ESTRATTO:

──────────

Secondo le più antiche leggende questo monte venne adibito dai popoli Liguri
a tempio naturale, consacrandone la vetta quale abitazione del loro dio: il
mitico Pen. Infatti, il nome di questa divinità ricorre spesso nei luoghi
abitati dai Liguri, basti pensare alle Alpi Pennine, al Penice, alla catena
dell'Appennino e a località come Pentema, sulle pendici dell'Antola.
Altro monte caratteristico è l'Aiona, interessante geologicamente per
l'affioramento di rocce verdi della serie ofiolitica.
Nelle immediate
vicinanze, nei pressi di Prato Mollo e di Pietra Borghese, una roccia ricca
di sali di ferro rende inutilizzabile la bussola causa interferenze di
carattere magnetico.
Rimanendo sempre nei dintorni, un altro luogo molto suggestivo è "la Nave":
due costiere rocciose si allargano man mano per poi restringersi come i
fianchi di una grande imbarcazione.
Il Passo della Spingarda, con le località di Redecosse e di Castellonia,
fanno riferimento a fatti d'armi tra i Liguri ed i Romani, così come il
Passo dell'Incisa, della Cisa ed altri. I ruderi di un antico Ospedale
vicino alla Fontana del Beccio testimoniano, poi, l'esistenza di rifugi che
davano ospitalità ai viandanti.

──────────

DATI RACCOLTI:
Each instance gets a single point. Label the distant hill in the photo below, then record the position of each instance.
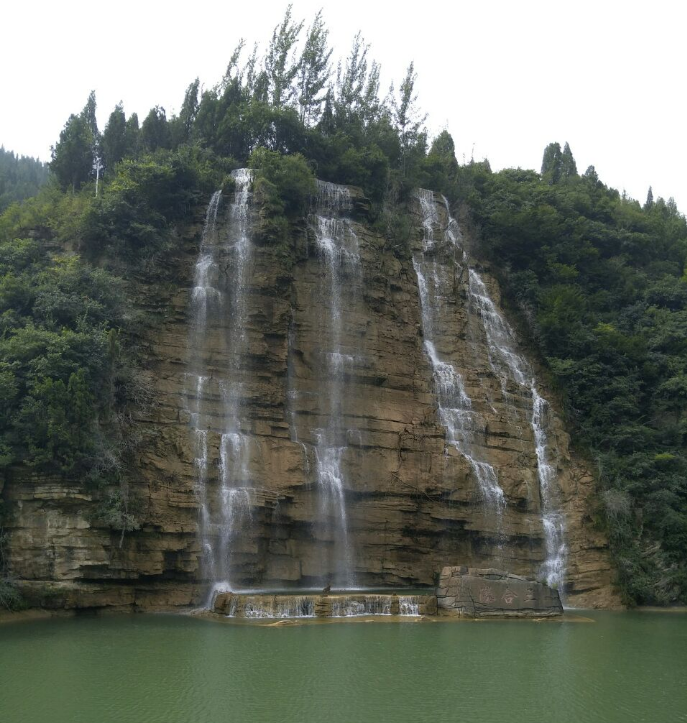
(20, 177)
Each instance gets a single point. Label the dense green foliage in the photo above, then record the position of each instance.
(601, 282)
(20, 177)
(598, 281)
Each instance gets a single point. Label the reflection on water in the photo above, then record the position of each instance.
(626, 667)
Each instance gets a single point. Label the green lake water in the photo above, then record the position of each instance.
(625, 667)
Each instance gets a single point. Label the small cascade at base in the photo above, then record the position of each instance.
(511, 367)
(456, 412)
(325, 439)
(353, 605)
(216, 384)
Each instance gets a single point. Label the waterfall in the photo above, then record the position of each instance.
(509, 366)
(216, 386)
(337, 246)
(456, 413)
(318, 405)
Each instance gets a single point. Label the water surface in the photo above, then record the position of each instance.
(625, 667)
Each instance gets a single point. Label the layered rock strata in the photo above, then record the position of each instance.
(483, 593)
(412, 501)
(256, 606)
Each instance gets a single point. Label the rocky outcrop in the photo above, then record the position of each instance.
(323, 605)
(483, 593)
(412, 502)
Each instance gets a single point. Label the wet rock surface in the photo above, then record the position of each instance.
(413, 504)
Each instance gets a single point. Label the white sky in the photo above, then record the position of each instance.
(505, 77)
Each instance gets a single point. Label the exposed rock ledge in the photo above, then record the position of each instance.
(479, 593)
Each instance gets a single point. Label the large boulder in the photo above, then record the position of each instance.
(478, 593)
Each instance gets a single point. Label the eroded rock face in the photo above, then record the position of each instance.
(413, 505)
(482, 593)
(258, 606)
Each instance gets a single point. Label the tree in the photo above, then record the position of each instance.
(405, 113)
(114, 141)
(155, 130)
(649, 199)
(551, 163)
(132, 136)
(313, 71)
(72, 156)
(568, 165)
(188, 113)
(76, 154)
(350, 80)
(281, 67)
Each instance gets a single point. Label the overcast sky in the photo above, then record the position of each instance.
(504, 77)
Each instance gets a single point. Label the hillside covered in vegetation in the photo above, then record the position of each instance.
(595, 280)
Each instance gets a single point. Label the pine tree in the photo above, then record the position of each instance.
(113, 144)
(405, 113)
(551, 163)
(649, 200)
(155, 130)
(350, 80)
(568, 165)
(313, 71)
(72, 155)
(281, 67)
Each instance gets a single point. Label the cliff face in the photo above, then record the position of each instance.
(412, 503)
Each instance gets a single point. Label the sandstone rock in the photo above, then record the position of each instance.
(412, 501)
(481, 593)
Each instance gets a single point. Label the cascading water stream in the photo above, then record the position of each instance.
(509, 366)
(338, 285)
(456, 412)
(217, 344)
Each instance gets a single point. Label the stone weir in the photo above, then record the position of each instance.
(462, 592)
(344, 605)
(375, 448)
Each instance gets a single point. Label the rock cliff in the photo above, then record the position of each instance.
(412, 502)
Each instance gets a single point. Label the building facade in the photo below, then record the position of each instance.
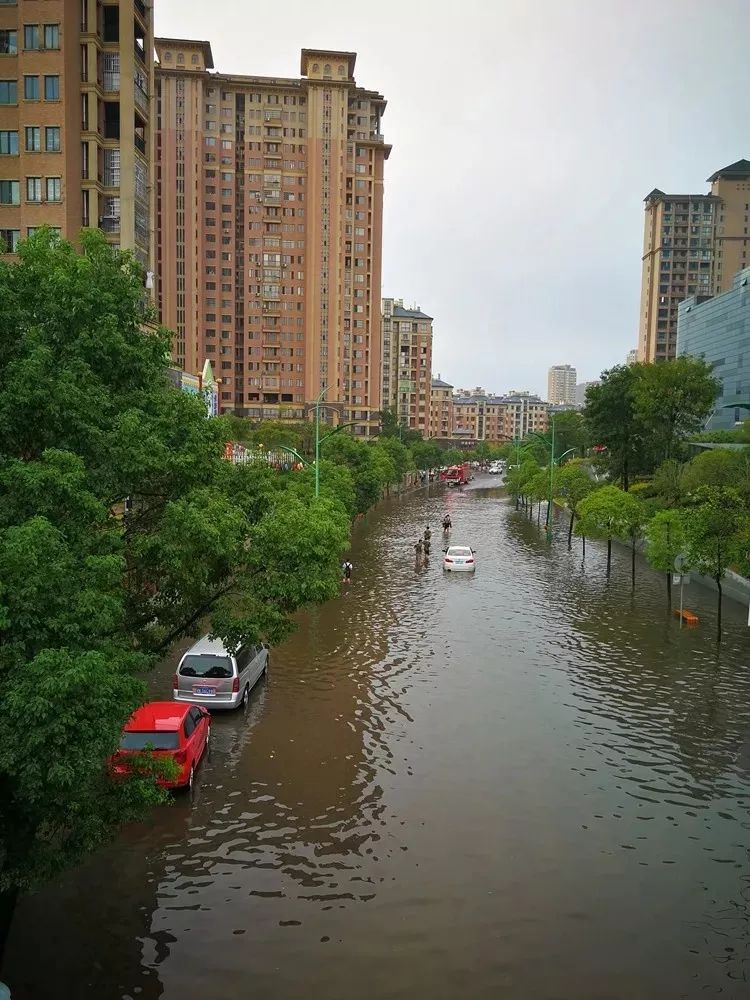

──────────

COMPITI:
(a) Trascrivi parola per parola l'estratto sui monti liguri da "Secondo le più" fino a "carattere magnetico." compreso.
(b) Prosegui l'estratto sui monti liguri dal punto in cui si interrompe.
Il materiale proviene da una fonte diversa.

RISPOSTE AI COMPITI:
(a)
Secondo le più antiche leggende questo monte venne adibito dai popoli Liguri
a tempio naturale, consacrandone la vetta quale abitazione del loro dio: il
mitico Pen. Infatti, il nome di questa divinità ricorre spesso nei luoghi
abitati dai Liguri, basti pensare alle Alpi Pennine, al Penice, alla catena
dell'Appennino e a località come Pentema, sulle pendici dell'Antola.
Altro monte caratteristico è l'Aiona, interessante geologicamente per
l'affioramento di rocce verdi della serie ofiolitica.
Nelle immediate
vicinanze, nei pressi di Prato Mollo e di Pietra Borghese, una roccia ricca
di sali di ferro rende inutilizzabile la bussola causa interferenze di
carattere magnetico.

(b)
I paesi più prossimi al monte Penna sono Casoni e Amborzasco, detto anche
Ambrosasco, dal celtico Ambros: uomo forte.
Sempre vicino a questo monte, oltre al Pennino e Trevine, si trova il monte
Groppo con caverne naturali che hanno evidenziato la presenza dell'uomo fin
dall'antichità.
Lo sfruttamento del legname del monte Penna ebbe inizio quando alcune
persone affittarono parte della foresta dai Doria, subentrati ai Fieschi nel
feudo di Santo Stefano. Gran parte del legname veniva utilizzato nei
cantieri navali di Genova e di Chiavari, famosi soprattutto per la
fabbricazione dei remi, con una produzione di circa trecento dozzine
all'anno.
Fra i primi a valorizzare la foresta del monte Penna fu un certo Boccia
che, nel periodo napoleonico del Ducato di Parma e Piacenza, ebbe il compito
di redigere relazioni dettagliate sul territorio.
Successivamente, con atto del 1853, la foresta del Penna e le miniere di
ferro e rame di Ferriere vennero cedute ad un privato che, morto giovane,
lasciò tutto in eredità ai figli i quali, a loro volta, vendettero quanto
ereditato.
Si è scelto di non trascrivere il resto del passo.